[Dataset items]
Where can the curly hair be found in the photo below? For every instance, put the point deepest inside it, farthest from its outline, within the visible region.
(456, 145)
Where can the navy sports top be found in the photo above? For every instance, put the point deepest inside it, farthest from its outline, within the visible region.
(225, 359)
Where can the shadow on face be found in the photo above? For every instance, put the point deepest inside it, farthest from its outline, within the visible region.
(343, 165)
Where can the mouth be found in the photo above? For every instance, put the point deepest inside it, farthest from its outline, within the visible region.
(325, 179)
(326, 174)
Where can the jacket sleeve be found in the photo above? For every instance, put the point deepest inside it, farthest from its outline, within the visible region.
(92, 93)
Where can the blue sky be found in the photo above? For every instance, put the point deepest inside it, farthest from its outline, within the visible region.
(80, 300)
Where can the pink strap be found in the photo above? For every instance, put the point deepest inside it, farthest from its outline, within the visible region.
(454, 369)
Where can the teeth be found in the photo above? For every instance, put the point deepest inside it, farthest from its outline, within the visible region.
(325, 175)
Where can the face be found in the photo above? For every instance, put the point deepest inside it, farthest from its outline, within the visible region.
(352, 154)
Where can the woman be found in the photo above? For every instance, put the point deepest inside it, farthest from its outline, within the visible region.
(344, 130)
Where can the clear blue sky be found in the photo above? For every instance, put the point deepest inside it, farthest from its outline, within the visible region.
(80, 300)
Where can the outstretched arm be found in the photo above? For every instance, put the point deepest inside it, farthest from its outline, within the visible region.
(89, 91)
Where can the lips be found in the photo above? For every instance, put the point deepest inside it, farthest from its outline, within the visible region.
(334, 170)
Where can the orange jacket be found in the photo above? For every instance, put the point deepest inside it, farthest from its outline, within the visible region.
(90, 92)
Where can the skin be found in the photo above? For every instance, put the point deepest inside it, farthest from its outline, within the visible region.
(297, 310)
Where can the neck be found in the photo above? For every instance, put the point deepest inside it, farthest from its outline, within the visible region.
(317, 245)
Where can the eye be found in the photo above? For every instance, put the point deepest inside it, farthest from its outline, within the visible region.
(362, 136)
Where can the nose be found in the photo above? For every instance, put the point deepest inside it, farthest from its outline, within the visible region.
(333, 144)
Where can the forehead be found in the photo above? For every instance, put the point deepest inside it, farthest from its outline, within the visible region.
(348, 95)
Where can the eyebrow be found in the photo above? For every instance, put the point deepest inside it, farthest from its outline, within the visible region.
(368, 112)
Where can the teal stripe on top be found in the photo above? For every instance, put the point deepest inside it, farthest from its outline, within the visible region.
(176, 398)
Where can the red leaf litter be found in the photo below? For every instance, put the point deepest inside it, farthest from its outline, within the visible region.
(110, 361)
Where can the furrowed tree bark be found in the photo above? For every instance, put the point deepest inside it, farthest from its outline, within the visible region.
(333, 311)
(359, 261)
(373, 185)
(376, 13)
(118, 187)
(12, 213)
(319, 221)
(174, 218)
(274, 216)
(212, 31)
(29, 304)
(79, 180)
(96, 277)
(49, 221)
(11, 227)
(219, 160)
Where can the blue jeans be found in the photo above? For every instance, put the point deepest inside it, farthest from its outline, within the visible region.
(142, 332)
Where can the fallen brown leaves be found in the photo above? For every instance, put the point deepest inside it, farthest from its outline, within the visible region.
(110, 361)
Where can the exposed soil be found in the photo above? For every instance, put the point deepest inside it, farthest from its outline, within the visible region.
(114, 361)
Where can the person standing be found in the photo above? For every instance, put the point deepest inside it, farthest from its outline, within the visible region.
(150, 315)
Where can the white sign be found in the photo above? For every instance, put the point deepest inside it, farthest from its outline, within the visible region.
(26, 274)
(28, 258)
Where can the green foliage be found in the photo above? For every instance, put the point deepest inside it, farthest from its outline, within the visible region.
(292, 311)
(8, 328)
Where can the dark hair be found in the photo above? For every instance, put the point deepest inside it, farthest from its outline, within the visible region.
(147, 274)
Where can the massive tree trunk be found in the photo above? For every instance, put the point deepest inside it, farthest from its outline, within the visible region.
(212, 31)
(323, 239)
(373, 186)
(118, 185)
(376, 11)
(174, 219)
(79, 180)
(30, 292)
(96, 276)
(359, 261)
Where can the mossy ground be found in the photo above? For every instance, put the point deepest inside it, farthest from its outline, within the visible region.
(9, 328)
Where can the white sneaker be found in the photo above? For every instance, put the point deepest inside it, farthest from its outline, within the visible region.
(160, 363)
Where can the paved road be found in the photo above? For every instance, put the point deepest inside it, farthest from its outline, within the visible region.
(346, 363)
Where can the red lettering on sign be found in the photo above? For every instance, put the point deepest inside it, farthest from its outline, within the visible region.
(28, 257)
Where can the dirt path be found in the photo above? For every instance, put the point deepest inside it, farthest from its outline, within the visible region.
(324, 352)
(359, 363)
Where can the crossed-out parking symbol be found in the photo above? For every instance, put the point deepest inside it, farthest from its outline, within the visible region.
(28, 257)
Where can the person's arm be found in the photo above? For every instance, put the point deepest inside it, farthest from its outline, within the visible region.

**What is being asked**: Format every line of the entries above as a numbered list, leaving out any blank lines.

**Reply**:
1. Where can the curly hair be found in the photo below? For every instance, put the point deepest inside it, farthest from its outline, within the visible region.
2. (456, 145)
3. Where can the navy sports top be found in the photo above? For every instance, put the point deepest inside it, farthest from its outline, within the visible region.
4. (225, 359)
5. Where can the shadow on face be found in the photo above? For every instance, put the point deepest inside it, farthest from its outline, within the visible region.
6. (343, 165)
7. Where can the mouth be found in the photo above? For every instance, put the point deepest inside it, farthest from its outline, within the visible region.
8. (325, 179)
9. (326, 174)
10. Where can the jacket sleeve be found in the photo above? For every instance, put the point deepest inside it, farthest from its outline, within the visible region.
11. (92, 93)
12. Where can the blue sky be found in the photo above? For every instance, put the point deepest inside it, farthest from its outline, within the visible region.
13. (80, 300)
14. Where can the pink strap be found in the photo above? For every instance, put the point deepest inside it, farthest from its outline, within the visible region.
15. (454, 369)
16. Where can the teeth be found in the photo above? For every instance, put the point deepest inside it, farthest from its outline, within the visible region.
17. (325, 175)
18. Where can the face be found in the photo above? For every instance, put the point deepest inside it, farthest from its outline, within the visible region.
19. (352, 154)
20. Where can the woman be found in the photo above? For every instance, put the point deepest inside it, farthest from its outline, within the visible region.
21. (344, 130)
22. Where can the clear blue sky be found in the photo above? For every instance, put the point deepest inside it, farthest from its outline, within the visible region.
23. (80, 300)
24. Where can the outstretched arm be found in the photo above? For every instance, put the point deepest inside it, farthest from its outline, within the visible region.
25. (89, 91)
26. Where can the lips be found in the photo above? For every instance, put the point deepest inside it, farthest from its outline, within the visible region.
27. (334, 170)
28. Where can the orange jacket be found in the photo above? For every instance, put the point deepest inside it, farthest from its outline, within the visible region.
29. (90, 92)
30. Where can the skin be found in the photo above? For every instance, put the point deepest inside it, farthest from its outline, within the visible region.
31. (297, 310)
32. Where can the neck be found in the photo above? For every instance, put the point deepest inside it, farthest from its outline, within the visible region.
33. (317, 245)
34. Where can the eye be found in the photo above? For every instance, put the point deepest inside it, farthest from its outline, within the visible region.
35. (362, 136)
36. Where can the nose be found in the photo above? For every instance, put the point deepest inside it, farthest from its outline, within the visible region.
37. (333, 144)
38. Where can the forehead be found in the photo above? For every instance, put the point deepest inside it, farthest from its outline, within the visible region.
39. (348, 95)
40. Where can the eyebrow be found in the photo above? For every instance, put the point deepest inside it, farthest from its outline, within the visible region.
41. (368, 112)
42. Where can the teal stripe on top be found in the photo above? For every instance, put the point deepest inside it, farthest from its outline, within the visible region.
43. (176, 398)
44. Where can the red leaf litter be found in the photo below? For every instance, put the point deepest inside it, farthest from its outline, within the visible region.
45. (110, 361)
46. Where can the furrowed tree bark be found in the photo above? For every instance, put the point deepest inside it, farthest from its outline, within the visible region.
47. (333, 311)
48. (359, 261)
49. (373, 185)
50. (376, 13)
51. (118, 187)
52. (12, 213)
53. (319, 221)
54. (174, 218)
55. (274, 216)
56. (212, 31)
57. (29, 304)
58. (79, 180)
59. (96, 277)
60. (49, 221)
61. (11, 227)
62. (219, 160)
63. Where can the blue jeans be found in the photo above? For every instance, put the point deepest inside it, farthest from its outline, within the visible region.
64. (142, 332)
65. Where can the fallen brown leaves be found in the photo above? For every instance, put the point deepest inside it, farthest from its outline, within the visible region.
66. (110, 361)
67. Where can the exposed soil be found in the photo above? For every instance, put the point deepest inside it, farthest from its outline, within the visible region.
68. (114, 361)
69. Where can the person standing be found in the photo above? For every instance, put the point deepest inside it, farthest from its outline, within the visible region.
70. (150, 315)
71. Where can the white sign be found in the photo above? For every instance, put the point deepest inside it, farthest from its outline, within the visible region.
72. (26, 274)
73. (28, 258)
74. Where can the green foliage be found in the photo above? For every instance, put the point deepest inside it, farthest from its outline, within the visible region.
75. (292, 311)
76. (8, 328)
77. Where can the dark hair be found in the photo above? For every instance, put the point deepest inside it, farthest from its outline, within the visible region.
78. (147, 274)
79. Where can the massive tree trunk be found in the photo above? For every instance, put the point deepest inside it, farthest from its outline, within the visible region.
80. (212, 31)
81. (323, 239)
82. (373, 186)
83. (118, 185)
84. (376, 11)
85. (174, 219)
86. (79, 180)
87. (30, 292)
88. (96, 276)
89. (359, 261)
90. Where can the mossy ground be found in the photo above? For every instance, put the point deepest inside it, farthest from its outline, within the visible region.
91. (9, 328)
92. Where can the white sneaker be found in the photo above? For every instance, put the point deepest inside it, farthest from its outline, within the visible region.
93. (160, 363)
94. Where can the paved road be found in the photo above? For every instance, put the point deepest inside it, farthest from its outline, within the visible region.
95. (346, 363)
96. Where can the red lettering on sign be found in the photo above? For every instance, put the point deepest inside it, farthest from its outline, within the visible region.
97. (28, 257)
98. Where can the dirt path be found in the photo above? For every instance, put the point deepest inside it, farthest from its outline, within the visible region.
99. (324, 352)
100. (359, 363)
101. Where can the crossed-out parking symbol be found in the photo above? For every instance, put the point deepest inside it, farthest from its outline, within the visible region.
102. (28, 257)
103. Where can the person's arm be found in the photo above? For every instance, put the point deepest inside it, farthest from its outline, within the visible region.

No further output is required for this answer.